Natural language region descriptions
[Start of section]

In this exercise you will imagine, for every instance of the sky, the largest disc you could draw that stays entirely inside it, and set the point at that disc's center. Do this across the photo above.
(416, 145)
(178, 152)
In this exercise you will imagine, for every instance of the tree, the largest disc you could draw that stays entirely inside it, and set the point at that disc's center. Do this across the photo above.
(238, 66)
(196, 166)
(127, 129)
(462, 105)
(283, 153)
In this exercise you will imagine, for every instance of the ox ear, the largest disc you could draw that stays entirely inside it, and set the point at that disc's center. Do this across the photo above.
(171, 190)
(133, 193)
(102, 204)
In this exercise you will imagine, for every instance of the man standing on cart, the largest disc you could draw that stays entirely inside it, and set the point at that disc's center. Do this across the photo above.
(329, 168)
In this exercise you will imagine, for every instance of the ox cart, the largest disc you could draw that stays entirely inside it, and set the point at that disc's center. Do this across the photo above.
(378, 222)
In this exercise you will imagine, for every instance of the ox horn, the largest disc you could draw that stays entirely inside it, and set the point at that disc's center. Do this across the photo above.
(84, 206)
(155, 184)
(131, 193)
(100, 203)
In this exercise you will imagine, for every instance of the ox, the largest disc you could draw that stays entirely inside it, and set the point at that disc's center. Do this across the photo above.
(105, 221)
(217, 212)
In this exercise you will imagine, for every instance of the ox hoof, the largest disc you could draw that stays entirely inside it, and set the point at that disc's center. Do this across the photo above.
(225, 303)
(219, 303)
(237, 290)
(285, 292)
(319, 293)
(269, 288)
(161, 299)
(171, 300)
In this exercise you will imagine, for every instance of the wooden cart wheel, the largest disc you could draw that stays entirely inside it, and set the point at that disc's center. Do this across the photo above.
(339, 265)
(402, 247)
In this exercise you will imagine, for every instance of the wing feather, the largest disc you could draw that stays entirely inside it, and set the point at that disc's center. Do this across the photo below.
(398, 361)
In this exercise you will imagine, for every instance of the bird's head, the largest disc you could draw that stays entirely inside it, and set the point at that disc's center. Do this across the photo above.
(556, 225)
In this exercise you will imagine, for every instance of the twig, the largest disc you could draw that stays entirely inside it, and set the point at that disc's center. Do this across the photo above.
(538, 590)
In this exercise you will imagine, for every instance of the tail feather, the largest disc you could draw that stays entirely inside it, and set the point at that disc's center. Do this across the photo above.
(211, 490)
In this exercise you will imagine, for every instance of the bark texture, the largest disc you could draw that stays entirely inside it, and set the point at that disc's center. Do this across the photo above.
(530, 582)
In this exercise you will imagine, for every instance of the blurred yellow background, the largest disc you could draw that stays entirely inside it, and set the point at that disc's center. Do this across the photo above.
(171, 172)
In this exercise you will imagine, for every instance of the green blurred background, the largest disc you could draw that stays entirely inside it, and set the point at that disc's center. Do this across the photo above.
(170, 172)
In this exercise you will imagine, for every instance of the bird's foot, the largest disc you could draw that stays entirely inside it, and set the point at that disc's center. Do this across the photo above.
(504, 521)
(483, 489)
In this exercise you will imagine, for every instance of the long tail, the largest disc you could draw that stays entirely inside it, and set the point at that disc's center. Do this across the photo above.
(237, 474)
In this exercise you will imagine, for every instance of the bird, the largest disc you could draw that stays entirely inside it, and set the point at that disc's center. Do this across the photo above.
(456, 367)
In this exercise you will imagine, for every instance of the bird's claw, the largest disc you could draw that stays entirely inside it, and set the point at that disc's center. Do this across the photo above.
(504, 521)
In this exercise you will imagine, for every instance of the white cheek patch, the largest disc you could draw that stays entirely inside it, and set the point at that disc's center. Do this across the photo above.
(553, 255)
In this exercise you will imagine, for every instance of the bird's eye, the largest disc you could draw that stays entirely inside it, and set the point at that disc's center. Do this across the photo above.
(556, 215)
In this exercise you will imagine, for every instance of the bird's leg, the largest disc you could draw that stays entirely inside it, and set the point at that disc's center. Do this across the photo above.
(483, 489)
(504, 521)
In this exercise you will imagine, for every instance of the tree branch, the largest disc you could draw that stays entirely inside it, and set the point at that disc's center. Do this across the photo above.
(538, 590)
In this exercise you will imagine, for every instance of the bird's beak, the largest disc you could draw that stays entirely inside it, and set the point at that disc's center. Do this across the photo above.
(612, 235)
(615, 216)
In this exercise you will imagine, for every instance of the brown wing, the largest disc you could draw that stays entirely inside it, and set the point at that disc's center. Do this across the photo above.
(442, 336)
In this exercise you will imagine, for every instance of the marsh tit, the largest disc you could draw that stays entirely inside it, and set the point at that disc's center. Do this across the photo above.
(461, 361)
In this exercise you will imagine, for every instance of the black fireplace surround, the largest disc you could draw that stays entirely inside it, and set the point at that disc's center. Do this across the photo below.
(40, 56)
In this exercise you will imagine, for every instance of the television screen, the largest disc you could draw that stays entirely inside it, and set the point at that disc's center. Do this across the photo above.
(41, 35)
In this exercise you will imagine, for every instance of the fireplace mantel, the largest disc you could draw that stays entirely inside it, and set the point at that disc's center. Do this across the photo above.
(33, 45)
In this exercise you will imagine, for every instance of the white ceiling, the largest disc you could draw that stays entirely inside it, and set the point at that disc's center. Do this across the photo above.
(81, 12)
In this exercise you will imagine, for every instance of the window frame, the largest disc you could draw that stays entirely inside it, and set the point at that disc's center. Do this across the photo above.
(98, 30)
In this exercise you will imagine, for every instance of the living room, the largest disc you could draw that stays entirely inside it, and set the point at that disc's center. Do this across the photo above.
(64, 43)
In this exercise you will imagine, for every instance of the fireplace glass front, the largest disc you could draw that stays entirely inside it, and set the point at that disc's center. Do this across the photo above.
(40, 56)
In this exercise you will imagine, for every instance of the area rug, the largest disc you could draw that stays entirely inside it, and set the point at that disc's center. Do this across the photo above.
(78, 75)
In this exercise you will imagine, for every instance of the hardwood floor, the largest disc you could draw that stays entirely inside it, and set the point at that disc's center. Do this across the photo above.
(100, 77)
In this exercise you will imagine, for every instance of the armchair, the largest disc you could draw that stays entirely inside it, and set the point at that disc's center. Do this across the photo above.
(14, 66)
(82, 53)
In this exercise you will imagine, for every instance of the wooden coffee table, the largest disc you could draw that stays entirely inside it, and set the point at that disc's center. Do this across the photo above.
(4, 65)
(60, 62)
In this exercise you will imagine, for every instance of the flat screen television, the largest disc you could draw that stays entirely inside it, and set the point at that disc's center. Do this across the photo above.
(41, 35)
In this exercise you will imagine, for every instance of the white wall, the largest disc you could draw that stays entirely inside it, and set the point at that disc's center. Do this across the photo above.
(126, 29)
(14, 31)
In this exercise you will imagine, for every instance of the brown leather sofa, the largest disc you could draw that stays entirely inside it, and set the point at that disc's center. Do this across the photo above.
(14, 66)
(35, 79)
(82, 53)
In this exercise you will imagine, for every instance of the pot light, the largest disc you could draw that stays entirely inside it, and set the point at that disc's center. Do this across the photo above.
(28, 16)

[End of section]

- _REQUIRED ACTION_
Output the complete set of records word for word.

- _EXPECTED OUTPUT_
In this exercise you will imagine, for every instance of the sky, the largest disc you could draw that stays entirely inside it, and set the point at that disc's center. Do this across the photo above.
(416, 145)
(178, 152)
In this exercise you will imagine, for every instance of the tree, the largest disc you could draw that stays entirely inside it, and set the point at that disc's center. Do this across the photo above.
(238, 66)
(196, 166)
(127, 129)
(462, 105)
(283, 153)
In this exercise you will imagine, for every instance of the ox ear, the largest disc you could draw that stays entirely inside it, and set the point at that disc's center. Do this across the photo above.
(171, 190)
(133, 193)
(102, 204)
In this exercise you will imagine, for every instance of the man standing on cart, the largest disc you could draw that stays entirely inside it, and set the point at that disc's center. Do this across the photo above.
(329, 168)
In this exercise you will imagine, for every instance of the ox cart, the largest disc you could draw that stays entirely inside it, and set the point at that disc's center. Do this across the photo above.
(378, 222)
In this exercise you will imagine, for every instance of the ox horn, the largest disc you could draw that stays entirely inside it, and set the point at that disc's center. Do this across the photo above.
(84, 206)
(155, 184)
(131, 193)
(100, 203)
In this exercise you will imagine, for every instance of the ox, the largest disc you could draw that stays entirely inside it, and set the point at that disc's center. Do this across the photo above.
(105, 221)
(217, 212)
In this exercise you will imagine, for every instance of the ox hoof, the largest disc you could draw that stays entirely inside it, and set the point at that disc's center. Do this across the photo above.
(225, 303)
(219, 303)
(237, 290)
(285, 292)
(319, 293)
(269, 288)
(161, 299)
(171, 300)
In this exercise you will imagine, for every instance of the wooden cart wheel, the largest disc you could draw that stays entirely inside it, and set the point at that disc's center. Do this across the photo above.
(339, 265)
(402, 247)
In this exercise you will imagine, for every instance of the wing feather, the largest disc you could draw that stays entirely inside it, and set the point at that disc's center. Do this across the photo below.
(398, 361)
In this exercise you will imagine, for every instance of the bird's head, the largest disc you could draw that stays entirely inside it, and set the point at that disc's center. Do this across the photo above.
(556, 225)
In this exercise you will imagine, for every instance of the twig, the largest disc you could draw that stays entirely inside it, and set the point at that disc's center. Do this across the photo above.
(538, 590)
In this exercise you will imagine, for every instance of the tail feather, the largest disc you could draw that stays entirely inside it, and set the point at that disc's center. Do this across the photo above.
(211, 490)
In this exercise you will imagine, for every instance of the bark texture, the largest disc you could draw that stays entirely inside it, and set the point at that disc's center. Do this across the photo above.
(530, 582)
In this exercise you will imagine, for every instance of the blurred yellow background, the largest disc you could draw that stays entirely inside it, and set the point at that disc's center. Do this across the photo above.
(171, 172)
In this exercise you will imagine, for every instance of the green blurred background, the largest disc you could draw that stays entirely inside it, and set the point at that disc's center. Do this across the photo above.
(170, 172)
In this exercise you will imagine, for every instance of the bird's foot, the largest disc you could draw that stays entirely inside it, and set the point at that disc's center. Do this across the photo above.
(504, 521)
(483, 489)
In this exercise you will imagine, for every instance of the long tail, the largest disc you could draw that stays entirely inside it, and set the point at that disc's center. Do this across the photo above.
(237, 474)
In this exercise you will imagine, for every instance of the bird, the largest disc you could draw that stays entirely inside it, and set the point at that disc's center. Do this across the photo above.
(456, 367)
In this exercise you will imagine, for every instance of the bird's claw, the largest disc you could draw that stays entirely inside it, and set the point at that disc's center. Do this across the photo above.
(504, 521)
In this exercise you will imagine, for every instance of the white cheek patch, the largest disc you could draw that stays entirely inside it, and set the point at that disc's center. Do this across the photo above.
(553, 255)
In this exercise you will imagine, for every instance of the bird's eye, the largest disc you could draw that stays entirely inside it, and set the point at that disc's center. Do this across the photo above.
(556, 215)
In this exercise you will imagine, for every instance of the bird's leg, the largest disc you could draw that stays entirely inside it, and set the point at that disc's center. Do this across the photo above.
(483, 489)
(504, 521)
In this exercise you will imagine, for every instance of the tree branch, the largest disc you could draw that stays entirely inside it, and set the point at that disc's center. Do this across the photo above.
(538, 590)
In this exercise you will imagine, for every instance of the bird's beak, the largest disc you could draw that stays entirely inside it, and set the point at that disc's center. Do this across the photo above.
(612, 235)
(615, 216)
In this exercise you will imagine, for every instance of the brown wing, the largest disc you could draw that stays entirely inside it, and set the point at that disc's center. Do this across the photo above.
(442, 336)
In this exercise you will imagine, for every instance of the marsh tit, the largest disc you could draw that stays entirely inside it, and set the point at that disc's center. Do this across the photo above.
(461, 361)
In this exercise you will imagine, for every instance of the black fireplace surround, the largest disc you could draw that stays entirely inside it, and set the point at that disc's center. Do this across the photo below.
(40, 56)
In this exercise you will imagine, for every instance of the television screen, the largest disc you could draw that stays entirely inside it, and set the point at that disc's center. Do this across the photo above.
(41, 35)
In this exercise you will imagine, for every instance of the fireplace mantel, the largest disc you could draw that stays entirely inside it, and set the point at that disc's center. Do this across the photo above.
(33, 45)
In this exercise you will imagine, for every instance of the white ceiling, the largest disc you could draw that stays entirely inside it, and set the point at that disc's center. Do this across the photo above.
(81, 12)
In this exercise you will imagine, for every instance of the window frame, the largest disc you could draw that stays entirely inside it, and set the point at that disc's center. Do this across the photo above.
(98, 30)
In this exercise you will imagine, for every instance of the living room, the largest disc you could draw that stays entirely inside it, and set the point at that disc's center. Do this across the photo above.
(64, 43)
In this exercise you will imagine, for every instance of the fireplace glass front, the largest disc you could draw that stays entirely inside it, and set the point at that disc's center. Do this across the photo above.
(40, 56)
In this exercise you will imagine, for every instance of the area rug, the largest disc you could draw that stays entirely inside it, and set the point at that disc's center. Do this across the photo above.
(78, 75)
In this exercise you will imagine, for every instance of the hardwood floor, the largest disc you could draw that stays entirely inside it, and set the point at that disc's center. Do this across the photo above.
(100, 77)
In this exercise you will imagine, for every instance of the armchair, the largest disc you could draw that stays entirely inside it, and set the point at that disc's center. Do this across the photo above.
(14, 66)
(82, 53)
In this exercise you will imagine, for every instance of the wooden coffee table, the largest disc you could draw that stays entirely inside it, and set the point at that disc's center. Do this across the photo above.
(4, 65)
(60, 62)
In this exercise you will imagine, for every instance of the flat screen television, the largest disc you could draw that stays entirely inside it, and set the point at that disc's center. Do this across the photo above.
(41, 35)
In this exercise you will imagine, for every instance of the white wall, the largest disc you could draw that stays entirely inside it, and set the point at that disc's center. Do this across the photo above.
(126, 29)
(14, 31)
In this exercise you will imagine, for every instance of the brown leather sofa, the largest disc you could draw that stays entirely inside it, and set the point at that disc's center. Do this across the photo above.
(14, 66)
(35, 79)
(82, 53)
In this exercise you will imagine, for every instance of the pot light, the largest disc you could draw that stays entirely inside it, and set the point at that disc's center. Do this across the photo above.
(28, 16)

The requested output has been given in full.